─── EXTRAIT DU DOCUMENT

La dernière ou les dernières cartouches, c’est l’esprit français de résistance qui est à l’œuvre. Ce n’est plus le régime impérial qu’on défend, c’est son pays envahi par l’ennemi. On se bat par patriotisme fervent, par refus de se rendre sans avoir épuisé toutes les possibilités, jusqu’à la dernière. Car une seule cartouche peut encore faire la différence, même s’il n’en reste plus après. Si ces combats acharnés n’ont pas pu sauver la France du désastre, ils participèrent de l’esprit héroïque et alimentèrent le souvenir d’une résistance indéfectible…
Une autre maison de la dernière cartouche est plus connue. Elle se trouve à Bazeilles, près de Sedan. C’est dans ce bâtiment que s’illustrèrent des marsouins de la célèbre Division bleue sous les ordres du chef de bataillon Lambert. Cet épisode inspira au peintre Alphonse-Marie-Adolphe de Neuville un de ses plus beaux tableaux de guerre, Les dernières cartouches.

Bataille de Sainte-Barbe : 31 août 1870

Avec la guerre de 1870,  les conflits armés entrent dans une phase plus meurtrière et destructrice. L’armement a fait un saut technologique considérable depuis les campagnes napoléoniennes (1803-1815).
Aussi les batailles deviennent-elles de véritables hécatombes. La Bataille de Sainte-Barbe représentée sur cette image donne à voir toute la violence physique des combats. Deux armées se font face, presqu’à bout portant, avec des armes à haut pouvoir de mort. Tout fait rage, tout est fracas, et tout annonce le carnage. Ici, il n’est plus question d’héroïsme, mais de massacre.
Les canons vomissant le feu, les maisons incendiées, à moitié démolies, et jusqu’au clocher de l’église endommagé, attestent du caractère impitoyable des combats qui eurent lieu à Sainte-Barbe et dans les villages voisins, Servigny, Montoy, Noisseville. C’est d’ailleurs dans ce dernier village, au lieu-dit « L’Amitié » , que se trouve le Monument du Souvenir français en hommage aux soldats français ainsi qu’aux Dames de Metz. Un monument prussien se trouve à proximité.

──────

**CONSIGNE 1**
Comptez les lignes ci-dessous qui contiennent la chaîne « button ». Donnez uniquement ce nombre.

─── DONNÉES FOURNIES

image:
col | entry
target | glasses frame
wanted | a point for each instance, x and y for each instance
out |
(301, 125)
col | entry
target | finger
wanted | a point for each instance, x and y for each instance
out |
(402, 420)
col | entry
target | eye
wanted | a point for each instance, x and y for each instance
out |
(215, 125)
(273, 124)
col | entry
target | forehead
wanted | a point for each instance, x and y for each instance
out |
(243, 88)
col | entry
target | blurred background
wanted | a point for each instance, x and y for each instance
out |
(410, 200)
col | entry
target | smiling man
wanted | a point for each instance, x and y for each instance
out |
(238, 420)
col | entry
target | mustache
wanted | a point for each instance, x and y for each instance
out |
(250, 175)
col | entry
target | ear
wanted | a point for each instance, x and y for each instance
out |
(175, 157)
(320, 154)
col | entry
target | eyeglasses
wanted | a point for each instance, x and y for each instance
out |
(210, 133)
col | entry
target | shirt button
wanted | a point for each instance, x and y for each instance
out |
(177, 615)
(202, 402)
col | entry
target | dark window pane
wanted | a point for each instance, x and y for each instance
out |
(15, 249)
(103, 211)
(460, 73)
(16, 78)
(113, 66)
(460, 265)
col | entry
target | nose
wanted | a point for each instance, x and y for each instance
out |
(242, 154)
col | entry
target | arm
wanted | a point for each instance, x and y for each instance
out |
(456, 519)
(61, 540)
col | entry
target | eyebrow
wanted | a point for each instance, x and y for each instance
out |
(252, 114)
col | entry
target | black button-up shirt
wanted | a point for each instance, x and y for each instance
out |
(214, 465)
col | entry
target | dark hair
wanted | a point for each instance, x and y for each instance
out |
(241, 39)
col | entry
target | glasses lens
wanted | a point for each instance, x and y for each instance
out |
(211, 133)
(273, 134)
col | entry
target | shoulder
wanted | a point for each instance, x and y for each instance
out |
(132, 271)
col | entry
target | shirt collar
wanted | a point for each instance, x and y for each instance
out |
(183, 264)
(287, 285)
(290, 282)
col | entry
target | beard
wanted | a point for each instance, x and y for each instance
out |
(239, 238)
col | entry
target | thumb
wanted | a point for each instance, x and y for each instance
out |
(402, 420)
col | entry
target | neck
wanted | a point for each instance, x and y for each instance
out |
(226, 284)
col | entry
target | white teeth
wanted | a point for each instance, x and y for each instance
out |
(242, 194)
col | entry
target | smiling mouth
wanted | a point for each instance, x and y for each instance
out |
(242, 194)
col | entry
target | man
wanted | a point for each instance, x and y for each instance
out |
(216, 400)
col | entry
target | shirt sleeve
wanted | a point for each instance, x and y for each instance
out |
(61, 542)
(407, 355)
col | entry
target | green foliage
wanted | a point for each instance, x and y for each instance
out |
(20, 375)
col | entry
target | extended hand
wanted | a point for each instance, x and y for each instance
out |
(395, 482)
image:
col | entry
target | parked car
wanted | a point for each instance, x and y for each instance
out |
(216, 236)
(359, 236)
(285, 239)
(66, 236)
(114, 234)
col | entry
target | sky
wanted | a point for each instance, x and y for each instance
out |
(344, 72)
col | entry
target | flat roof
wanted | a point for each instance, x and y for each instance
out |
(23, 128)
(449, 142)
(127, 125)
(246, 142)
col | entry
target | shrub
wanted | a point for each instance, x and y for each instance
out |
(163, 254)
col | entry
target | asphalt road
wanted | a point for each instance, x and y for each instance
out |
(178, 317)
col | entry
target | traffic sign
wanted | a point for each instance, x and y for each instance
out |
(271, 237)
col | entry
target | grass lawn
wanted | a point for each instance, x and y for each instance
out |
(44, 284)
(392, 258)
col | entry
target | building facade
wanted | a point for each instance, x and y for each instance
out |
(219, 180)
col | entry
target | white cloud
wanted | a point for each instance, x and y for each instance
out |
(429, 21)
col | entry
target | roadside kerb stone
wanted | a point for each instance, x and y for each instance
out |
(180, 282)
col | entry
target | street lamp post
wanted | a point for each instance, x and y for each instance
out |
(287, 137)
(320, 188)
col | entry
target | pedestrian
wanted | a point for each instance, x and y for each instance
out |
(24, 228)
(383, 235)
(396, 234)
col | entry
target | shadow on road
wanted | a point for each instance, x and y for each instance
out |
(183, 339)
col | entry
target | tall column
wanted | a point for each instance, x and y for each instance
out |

──────

**CONSIGNE 2**
Recopiez fidèlement le passage du texte sur la guerre de 1870 qui va de « Avec la guerre » jusqu'à « campagnes napoléoniennes (1803-1815). ».

**RÉSULTAT 1**
2

**RÉSULTAT 2**
Avec la guerre de 1870,  les conflits armés entrent dans une phase plus meurtrière et destructrice. L’armement a fait un saut technologique considérable depuis les campagnes napoléoniennes (1803-1815).